## [Work instructions]
Please repeat, exactly as written, the line containing "target=man's ear" and every line after it through the end of the records below.

## [Dataset entries]
┌──
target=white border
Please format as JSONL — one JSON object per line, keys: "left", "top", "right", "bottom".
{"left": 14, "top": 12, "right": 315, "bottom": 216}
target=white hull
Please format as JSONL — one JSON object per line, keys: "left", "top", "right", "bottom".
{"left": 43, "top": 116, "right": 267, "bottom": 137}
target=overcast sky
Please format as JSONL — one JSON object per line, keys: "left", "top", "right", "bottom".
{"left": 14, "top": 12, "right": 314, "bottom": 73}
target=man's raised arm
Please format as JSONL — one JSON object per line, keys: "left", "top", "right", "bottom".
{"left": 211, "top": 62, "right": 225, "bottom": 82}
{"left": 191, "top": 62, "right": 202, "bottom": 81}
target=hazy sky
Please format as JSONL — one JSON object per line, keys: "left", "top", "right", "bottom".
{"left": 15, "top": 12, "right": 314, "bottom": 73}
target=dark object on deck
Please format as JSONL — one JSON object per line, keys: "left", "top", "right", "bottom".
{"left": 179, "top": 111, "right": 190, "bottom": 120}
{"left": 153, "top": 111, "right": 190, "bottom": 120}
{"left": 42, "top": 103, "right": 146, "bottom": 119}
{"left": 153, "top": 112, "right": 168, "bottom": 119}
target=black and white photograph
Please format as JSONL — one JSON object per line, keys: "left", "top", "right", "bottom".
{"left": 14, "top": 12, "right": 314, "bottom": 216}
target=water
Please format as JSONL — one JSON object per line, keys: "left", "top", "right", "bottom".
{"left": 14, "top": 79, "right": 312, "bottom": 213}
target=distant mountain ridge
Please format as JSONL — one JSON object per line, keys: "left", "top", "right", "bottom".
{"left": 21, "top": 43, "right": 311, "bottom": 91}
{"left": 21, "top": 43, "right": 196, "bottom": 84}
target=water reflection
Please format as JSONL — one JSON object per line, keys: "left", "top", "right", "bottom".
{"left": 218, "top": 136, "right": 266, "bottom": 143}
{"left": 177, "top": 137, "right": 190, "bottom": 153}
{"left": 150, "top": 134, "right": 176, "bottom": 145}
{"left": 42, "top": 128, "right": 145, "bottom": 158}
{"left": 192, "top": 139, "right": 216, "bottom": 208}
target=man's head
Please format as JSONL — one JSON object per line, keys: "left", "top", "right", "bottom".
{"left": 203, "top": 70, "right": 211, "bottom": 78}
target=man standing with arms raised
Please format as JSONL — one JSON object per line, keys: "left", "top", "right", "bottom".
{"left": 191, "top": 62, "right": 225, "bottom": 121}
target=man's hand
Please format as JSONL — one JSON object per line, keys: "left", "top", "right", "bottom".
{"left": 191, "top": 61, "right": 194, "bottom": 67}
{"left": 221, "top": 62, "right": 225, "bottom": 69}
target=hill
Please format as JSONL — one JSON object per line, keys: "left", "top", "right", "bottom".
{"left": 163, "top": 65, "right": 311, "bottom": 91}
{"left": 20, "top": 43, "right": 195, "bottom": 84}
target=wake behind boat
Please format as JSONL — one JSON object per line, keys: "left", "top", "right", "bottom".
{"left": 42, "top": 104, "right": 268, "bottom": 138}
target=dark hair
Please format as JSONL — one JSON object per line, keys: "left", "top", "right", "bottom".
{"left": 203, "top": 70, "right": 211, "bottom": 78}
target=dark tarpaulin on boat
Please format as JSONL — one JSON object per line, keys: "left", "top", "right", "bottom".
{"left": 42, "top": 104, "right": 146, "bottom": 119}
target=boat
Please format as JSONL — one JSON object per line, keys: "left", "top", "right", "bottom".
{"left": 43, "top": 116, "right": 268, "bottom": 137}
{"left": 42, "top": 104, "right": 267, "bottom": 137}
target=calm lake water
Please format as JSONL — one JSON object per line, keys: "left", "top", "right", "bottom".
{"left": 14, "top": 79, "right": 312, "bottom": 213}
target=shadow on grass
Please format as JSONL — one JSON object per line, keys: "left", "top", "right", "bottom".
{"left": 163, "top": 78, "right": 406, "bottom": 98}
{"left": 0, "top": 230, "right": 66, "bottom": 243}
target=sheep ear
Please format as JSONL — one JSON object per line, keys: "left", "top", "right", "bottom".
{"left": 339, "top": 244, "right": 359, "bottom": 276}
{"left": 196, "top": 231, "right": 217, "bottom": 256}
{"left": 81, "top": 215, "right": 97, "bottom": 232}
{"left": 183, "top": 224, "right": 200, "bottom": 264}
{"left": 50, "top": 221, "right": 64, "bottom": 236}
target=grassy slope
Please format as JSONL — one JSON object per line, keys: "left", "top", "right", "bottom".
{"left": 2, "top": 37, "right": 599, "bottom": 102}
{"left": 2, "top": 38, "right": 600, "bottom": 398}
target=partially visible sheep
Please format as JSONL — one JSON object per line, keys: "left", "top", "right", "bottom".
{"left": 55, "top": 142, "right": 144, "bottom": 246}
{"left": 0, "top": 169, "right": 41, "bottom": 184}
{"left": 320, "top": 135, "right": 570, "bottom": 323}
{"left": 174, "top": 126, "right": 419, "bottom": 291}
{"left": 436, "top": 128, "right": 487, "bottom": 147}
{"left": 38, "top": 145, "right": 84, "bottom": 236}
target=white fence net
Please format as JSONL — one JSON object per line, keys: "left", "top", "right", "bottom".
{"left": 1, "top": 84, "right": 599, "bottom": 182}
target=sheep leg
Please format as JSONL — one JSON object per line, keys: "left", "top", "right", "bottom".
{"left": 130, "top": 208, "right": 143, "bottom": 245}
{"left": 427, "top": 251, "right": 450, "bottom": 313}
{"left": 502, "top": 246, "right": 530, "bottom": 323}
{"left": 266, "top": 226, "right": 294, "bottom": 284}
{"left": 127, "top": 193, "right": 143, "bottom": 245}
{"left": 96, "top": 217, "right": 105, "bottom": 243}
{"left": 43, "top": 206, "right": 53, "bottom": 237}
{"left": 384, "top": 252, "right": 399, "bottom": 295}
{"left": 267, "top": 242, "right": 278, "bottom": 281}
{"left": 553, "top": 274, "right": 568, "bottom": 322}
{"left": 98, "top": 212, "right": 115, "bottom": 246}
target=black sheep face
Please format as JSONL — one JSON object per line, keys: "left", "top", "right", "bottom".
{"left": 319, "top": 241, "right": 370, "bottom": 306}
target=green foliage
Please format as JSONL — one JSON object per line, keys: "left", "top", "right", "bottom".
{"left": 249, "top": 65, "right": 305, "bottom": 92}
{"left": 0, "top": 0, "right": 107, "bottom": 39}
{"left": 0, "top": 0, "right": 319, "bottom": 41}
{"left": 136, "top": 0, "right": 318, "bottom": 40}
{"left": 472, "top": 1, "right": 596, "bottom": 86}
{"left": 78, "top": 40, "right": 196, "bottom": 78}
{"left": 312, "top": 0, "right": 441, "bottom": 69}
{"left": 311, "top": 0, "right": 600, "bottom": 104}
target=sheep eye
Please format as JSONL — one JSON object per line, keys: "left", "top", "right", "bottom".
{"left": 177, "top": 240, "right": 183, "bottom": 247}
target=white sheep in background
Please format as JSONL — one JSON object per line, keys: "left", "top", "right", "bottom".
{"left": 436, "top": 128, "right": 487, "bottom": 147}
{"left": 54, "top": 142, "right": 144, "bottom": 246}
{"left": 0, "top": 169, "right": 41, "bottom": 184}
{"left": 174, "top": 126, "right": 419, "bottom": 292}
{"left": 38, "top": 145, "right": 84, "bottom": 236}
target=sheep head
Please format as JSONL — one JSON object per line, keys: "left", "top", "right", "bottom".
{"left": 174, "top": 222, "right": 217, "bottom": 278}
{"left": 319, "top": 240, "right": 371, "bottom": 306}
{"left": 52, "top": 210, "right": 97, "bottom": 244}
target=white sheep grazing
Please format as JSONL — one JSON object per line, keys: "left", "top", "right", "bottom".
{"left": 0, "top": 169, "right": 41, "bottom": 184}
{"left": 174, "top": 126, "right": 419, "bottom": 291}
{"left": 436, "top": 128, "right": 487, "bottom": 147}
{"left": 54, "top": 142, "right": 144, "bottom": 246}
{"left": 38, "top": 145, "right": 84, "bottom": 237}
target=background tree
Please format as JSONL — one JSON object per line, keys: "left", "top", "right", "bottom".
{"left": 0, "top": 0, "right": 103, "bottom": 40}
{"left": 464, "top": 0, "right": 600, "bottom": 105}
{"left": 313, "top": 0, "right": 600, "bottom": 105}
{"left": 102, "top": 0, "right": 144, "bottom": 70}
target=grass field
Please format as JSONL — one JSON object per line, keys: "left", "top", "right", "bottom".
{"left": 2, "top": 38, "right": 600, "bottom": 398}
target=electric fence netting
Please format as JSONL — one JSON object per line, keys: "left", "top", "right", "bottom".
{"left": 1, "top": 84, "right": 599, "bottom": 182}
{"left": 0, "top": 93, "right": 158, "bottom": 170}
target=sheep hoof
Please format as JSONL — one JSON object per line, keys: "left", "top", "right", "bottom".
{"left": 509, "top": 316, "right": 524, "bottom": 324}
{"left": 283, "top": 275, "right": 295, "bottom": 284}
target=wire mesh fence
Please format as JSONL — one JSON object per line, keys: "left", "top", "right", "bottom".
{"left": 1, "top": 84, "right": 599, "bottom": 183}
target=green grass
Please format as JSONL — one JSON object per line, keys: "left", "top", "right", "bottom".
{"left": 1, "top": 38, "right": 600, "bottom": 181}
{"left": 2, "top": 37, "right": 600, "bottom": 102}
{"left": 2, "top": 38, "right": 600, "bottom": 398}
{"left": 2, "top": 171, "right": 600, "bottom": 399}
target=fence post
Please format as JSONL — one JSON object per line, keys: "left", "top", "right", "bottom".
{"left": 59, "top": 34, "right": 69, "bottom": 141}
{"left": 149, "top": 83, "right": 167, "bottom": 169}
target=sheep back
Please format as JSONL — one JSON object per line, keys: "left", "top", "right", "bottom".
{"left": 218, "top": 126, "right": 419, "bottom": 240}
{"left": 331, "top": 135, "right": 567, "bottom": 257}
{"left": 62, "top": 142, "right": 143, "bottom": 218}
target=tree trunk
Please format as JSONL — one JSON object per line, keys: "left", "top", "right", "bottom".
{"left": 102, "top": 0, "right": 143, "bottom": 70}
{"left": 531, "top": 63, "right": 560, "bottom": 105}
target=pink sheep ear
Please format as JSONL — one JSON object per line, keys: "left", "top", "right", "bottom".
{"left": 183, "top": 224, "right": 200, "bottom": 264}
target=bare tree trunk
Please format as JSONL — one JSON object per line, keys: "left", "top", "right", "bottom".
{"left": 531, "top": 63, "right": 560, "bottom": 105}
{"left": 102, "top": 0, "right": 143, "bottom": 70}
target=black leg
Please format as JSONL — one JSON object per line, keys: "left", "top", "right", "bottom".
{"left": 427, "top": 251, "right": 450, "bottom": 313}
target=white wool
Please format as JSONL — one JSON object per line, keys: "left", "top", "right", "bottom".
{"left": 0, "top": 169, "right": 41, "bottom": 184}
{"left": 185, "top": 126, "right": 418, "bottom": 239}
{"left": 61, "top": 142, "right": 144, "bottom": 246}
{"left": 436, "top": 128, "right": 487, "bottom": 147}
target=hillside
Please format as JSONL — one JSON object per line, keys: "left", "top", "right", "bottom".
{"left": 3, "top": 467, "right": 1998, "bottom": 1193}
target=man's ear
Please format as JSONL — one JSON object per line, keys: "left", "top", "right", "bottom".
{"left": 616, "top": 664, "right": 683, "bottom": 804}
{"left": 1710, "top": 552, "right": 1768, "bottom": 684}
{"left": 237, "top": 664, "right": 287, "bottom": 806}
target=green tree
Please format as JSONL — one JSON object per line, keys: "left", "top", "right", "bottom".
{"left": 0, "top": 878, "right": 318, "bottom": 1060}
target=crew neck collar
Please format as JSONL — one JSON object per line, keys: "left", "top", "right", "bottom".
└──
## [Result of the exercise]
target=man's ear
Please format as JSONL — one JSON object per line, keys: "left", "top", "right", "bottom".
{"left": 616, "top": 664, "right": 683, "bottom": 804}
{"left": 1710, "top": 552, "right": 1768, "bottom": 684}
{"left": 237, "top": 664, "right": 287, "bottom": 806}
target=green tree
Please format as JSONL — one JSON object per line, keys: "left", "top", "right", "bottom".
{"left": 0, "top": 878, "right": 318, "bottom": 1060}
target=crew neck collar
Please format as JSONL — one JSON object per line, keys: "left", "top", "right", "bottom".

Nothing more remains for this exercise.